▶ Problem requirements
According to the Azul Singular page, during which months is the glampsite closed?

▶ Page excerpt
++++

Azul Singular
Faial, The Azores, Portugal
Each morning, we woke to symphonic birdsong and a beautiful breakfast basket sitting on our doorstep. We felt immersed in nature. Days were spent exploring Faial’s volcanic craters, hiking its levada trails, cycling down to the ocean for a dip in the rock pools, or mooching along the colourful lanes of Horta, the island’s handsome and historic harbour town. After four days we felt completely re-energised, a world away from office screens and traffic delays. This is proper travel: a genuinely pioneering eco-oasis in the Azores, a haven for outdoorsy families and star-gazing couples alike.
Highs
- Faial itself: a magical green speck of an island with 10 volcanoes, 1 traffic light and a true end-of-the-world feeling
- Owners Pedro and Antonia: hospitable, hard-working, generous to a fault, two true visionaries
- Irresistibly romantic: imagine a snuggly bed with roll-up canvas ‘windows’ to let moonshine and birdsong in
- The large cabins are great for adventurous families, with a double and 2 single beds
- Excellent eco-credentials: green energy (heat pumps with solar thermic panels) and natural building materials (wood and fabric)
Lows
- This is a back to nature retreat, so expect some bugs (moths, crickets), mooing cows nearby, clucking crows at dawn
- In strong winds or rains, the cabins can feel buffeted; but they remain dry and toasty inside
- It’s 5 mins’ drive to the coast, 10-15 mins to restaurants (in Horta); so you’ll need a car
- There's no pool on-site (but there are swimmable ocean pools a mile down the hill)
Best time to go
Our top tips
For info and insights on Faial, Pedro and Antonia are the oracles. They have a charming backstory, too. Pedro, a contemporary dancer, met Antonia, a music teacher, on the stage of a Carmina Burana performance in Porto. He said to her: Come back with me to my remote island. She leapt at the chance - and the consequence was the first glampsite in the Azores.
- Boutique Glamping
- 8 cabins & yurts
- Breakfast + honesty bar
- All ages welcome
- Closed: December-January
- Pool
- Spa Treatments
- Beach Nearby
- Pet Friendly
- Disabled Access
- Car recommended
- Parking
- Restaurants Nearby
- WiFi
- Air Conditioning
- Guest Lounge
- Terrace
- Garden
- Gym
- Bicycles Available
Rooms
There are 2 spacious yurts and 6 tented cabins, well spaced and screened among palms, ferns and pittosporum (‘incenso’) trees. At night, once you’ve turned off your low-level pathway lighting, it’s completely dark - a rare luxury these days.
The cabins - Pedro calls them tents - are good-sized open-plan spaces, built chiefly of wood with canvas ‘windows’ which you can roll up for that indoor-outdoor feeling. There’s a mix of smaller ones for couples (truly romantic cocoons, we thought) and larger ones for families of three or four (thanks to a built-in single couch which turns into a comfy bed, plus space for a rollaway child’s bed if needed).

++++

▶ Records from a point labeling set

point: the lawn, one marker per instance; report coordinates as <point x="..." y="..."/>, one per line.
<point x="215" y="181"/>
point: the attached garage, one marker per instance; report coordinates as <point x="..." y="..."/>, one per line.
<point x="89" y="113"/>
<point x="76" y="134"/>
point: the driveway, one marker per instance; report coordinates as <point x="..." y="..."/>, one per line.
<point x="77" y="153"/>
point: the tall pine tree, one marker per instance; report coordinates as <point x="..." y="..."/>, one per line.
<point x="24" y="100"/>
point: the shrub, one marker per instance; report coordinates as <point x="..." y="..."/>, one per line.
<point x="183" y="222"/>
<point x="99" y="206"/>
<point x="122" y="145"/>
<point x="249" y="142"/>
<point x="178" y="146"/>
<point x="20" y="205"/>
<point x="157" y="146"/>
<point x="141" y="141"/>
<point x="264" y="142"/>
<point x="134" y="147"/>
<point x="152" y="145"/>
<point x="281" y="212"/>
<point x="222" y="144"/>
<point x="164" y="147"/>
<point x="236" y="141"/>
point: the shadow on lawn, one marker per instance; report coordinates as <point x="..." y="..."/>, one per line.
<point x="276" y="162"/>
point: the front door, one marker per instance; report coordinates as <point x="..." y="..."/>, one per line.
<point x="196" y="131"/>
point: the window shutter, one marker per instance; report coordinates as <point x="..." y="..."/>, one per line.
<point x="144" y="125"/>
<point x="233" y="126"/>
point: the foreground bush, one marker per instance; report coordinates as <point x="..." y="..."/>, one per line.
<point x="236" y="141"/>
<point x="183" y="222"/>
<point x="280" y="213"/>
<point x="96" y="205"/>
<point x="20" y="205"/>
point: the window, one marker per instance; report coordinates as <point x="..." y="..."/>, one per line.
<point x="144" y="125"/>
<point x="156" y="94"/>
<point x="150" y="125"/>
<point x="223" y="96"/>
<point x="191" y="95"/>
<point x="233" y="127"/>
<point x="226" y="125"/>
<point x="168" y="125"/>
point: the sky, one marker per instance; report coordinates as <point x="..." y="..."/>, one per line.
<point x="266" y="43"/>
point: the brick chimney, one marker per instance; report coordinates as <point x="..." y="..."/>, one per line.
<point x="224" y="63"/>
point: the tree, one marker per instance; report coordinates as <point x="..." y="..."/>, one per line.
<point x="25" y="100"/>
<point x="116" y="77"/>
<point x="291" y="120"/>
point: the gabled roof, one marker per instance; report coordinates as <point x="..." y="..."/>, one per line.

++++

▶ Final result
December and January.